(Dataset rows)

※ ※ ※

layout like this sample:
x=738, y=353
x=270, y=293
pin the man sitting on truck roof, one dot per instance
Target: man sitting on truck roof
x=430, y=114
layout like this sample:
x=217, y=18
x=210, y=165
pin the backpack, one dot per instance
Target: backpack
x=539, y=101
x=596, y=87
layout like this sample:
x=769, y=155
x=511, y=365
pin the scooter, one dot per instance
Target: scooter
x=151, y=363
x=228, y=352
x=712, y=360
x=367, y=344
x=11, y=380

※ ※ ※

## Aim of the task
Tally the lines in the dataset rows that contain the string "Target". Give only the number.

## Task answer
3